>> begin Exercise input

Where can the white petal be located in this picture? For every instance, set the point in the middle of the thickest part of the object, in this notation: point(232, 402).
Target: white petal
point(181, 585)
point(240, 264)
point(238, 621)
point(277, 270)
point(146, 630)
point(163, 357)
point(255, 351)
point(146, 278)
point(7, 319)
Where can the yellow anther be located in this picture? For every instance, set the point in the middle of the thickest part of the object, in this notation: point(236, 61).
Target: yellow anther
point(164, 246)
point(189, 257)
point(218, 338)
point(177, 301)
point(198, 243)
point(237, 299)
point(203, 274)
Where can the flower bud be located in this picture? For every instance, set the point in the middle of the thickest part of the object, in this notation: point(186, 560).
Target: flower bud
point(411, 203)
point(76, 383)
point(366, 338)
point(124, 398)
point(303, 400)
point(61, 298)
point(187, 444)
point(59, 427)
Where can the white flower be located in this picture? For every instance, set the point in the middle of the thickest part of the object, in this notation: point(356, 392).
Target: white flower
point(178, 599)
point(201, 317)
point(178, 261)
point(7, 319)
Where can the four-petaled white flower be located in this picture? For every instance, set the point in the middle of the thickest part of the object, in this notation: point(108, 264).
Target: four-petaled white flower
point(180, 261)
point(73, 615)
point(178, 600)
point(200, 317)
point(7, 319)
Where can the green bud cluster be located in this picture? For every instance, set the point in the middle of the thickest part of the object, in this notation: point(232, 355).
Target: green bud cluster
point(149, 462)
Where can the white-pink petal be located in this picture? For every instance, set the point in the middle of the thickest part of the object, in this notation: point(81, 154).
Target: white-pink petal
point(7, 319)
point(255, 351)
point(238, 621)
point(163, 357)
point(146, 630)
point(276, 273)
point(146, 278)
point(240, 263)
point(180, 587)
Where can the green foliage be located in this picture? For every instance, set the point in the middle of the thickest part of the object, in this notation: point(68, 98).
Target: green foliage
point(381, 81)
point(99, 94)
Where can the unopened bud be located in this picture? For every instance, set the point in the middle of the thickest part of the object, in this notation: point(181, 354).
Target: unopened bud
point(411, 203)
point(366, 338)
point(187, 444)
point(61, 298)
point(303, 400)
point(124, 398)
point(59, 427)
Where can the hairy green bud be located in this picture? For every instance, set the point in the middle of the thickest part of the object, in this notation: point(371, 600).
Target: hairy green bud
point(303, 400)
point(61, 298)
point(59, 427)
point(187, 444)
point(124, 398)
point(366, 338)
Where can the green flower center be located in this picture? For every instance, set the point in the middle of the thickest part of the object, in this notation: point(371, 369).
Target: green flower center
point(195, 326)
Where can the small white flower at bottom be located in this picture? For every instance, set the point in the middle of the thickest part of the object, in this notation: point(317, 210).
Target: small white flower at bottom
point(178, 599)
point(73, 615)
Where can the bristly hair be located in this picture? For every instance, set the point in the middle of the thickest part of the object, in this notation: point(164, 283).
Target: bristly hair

>> end Exercise input

Directions for this task
Convert all of the data above into a numbered list with one entry per line, omitting any blank lines.

Result
1. Where can the white petal be located in this picture? For every instance, set the point in the middle of the thickest part of the object, in this notation: point(232, 402).
2. Target: white petal
3. point(181, 585)
4. point(240, 264)
5. point(238, 621)
6. point(277, 270)
7. point(146, 630)
8. point(163, 357)
9. point(255, 351)
10. point(146, 278)
11. point(7, 319)
12. Where can the yellow anther be located in this picture? For every instance, set the point in the middle of the thickest part of the object, in this notation: point(236, 61).
13. Target: yellow anther
14. point(164, 246)
15. point(189, 257)
16. point(218, 338)
17. point(177, 301)
18. point(198, 243)
19. point(237, 299)
20. point(203, 274)
21. Where can the flower bud be located in this picture? For every instance, set the point in the middle of the thickest part of the object, in this notation: point(186, 560).
22. Target: flower bud
23. point(411, 203)
24. point(76, 383)
25. point(366, 338)
26. point(124, 398)
27. point(303, 400)
28. point(61, 298)
29. point(187, 444)
30. point(59, 427)
31. Where can the white flower be located in this picture? For every instance, set the point in the middle of the thickest part of the object, in this notation: point(356, 392).
32. Target: white flower
33. point(178, 599)
34. point(201, 317)
35. point(178, 261)
36. point(7, 319)
37. Where can the four-petaled white flower be located in this picture? For every instance, set the point in the middle of the thickest part of the object, in this notation: point(108, 264).
38. Target: four-petaled white flower
39. point(180, 261)
40. point(73, 615)
41. point(178, 600)
42. point(200, 317)
43. point(7, 319)
44. Where can the green bud cluster be located in this picture? For every instance, set the point in the middle of the thickest part of the object, in this notation: point(232, 355).
45. Target: green bud cluster
46. point(149, 462)
47. Where can the white-pink petal be located in this picture? For every instance, set the point in the middle of the thickest part of the object, in this notation: point(81, 154).
48. Target: white-pink petal
49. point(7, 319)
50. point(255, 351)
51. point(238, 621)
52. point(163, 357)
53. point(146, 630)
54. point(276, 273)
55. point(146, 278)
56. point(240, 263)
57. point(180, 587)
58. Where can the green foliage be located in this picture? For every instance, set the point in the middle of the thickest part of the object, in this notation: point(68, 98).
59. Target: green foliage
60. point(381, 81)
61. point(99, 94)
62. Where can the unopened bud be located in this picture? For every instance, set the point in the middle of the thickest part of the object, in this notation: point(181, 354).
63. Target: unopened bud
64. point(411, 203)
65. point(366, 338)
66. point(187, 444)
67. point(61, 298)
68. point(303, 400)
69. point(124, 398)
70. point(59, 427)
71. Where can the hairy green bud be located in this picture? For every instance, set the point in the middle of the thickest part of the object, in this notation: point(371, 600).
72. Target: hairy green bud
73. point(303, 400)
74. point(61, 298)
75. point(59, 427)
76. point(187, 444)
77. point(124, 398)
78. point(366, 338)
79. Where can the green flower center be located in this picture? For every instance, set the point in the middle of the thickest part of the object, in this notation: point(371, 369).
80. Target: green flower center
81. point(195, 326)
82. Where can the small white flower at bottom be located in this picture? For every instance, set the point in the middle of the thickest part of the object, in this notation: point(317, 210).
83. Target: small white flower at bottom
84. point(178, 599)
85. point(73, 615)
86. Where can the bristly hair be located in this picture? For every instance, set the point in the middle of the thickest part of the object, in this notation: point(164, 283).
87. Target: bristly hair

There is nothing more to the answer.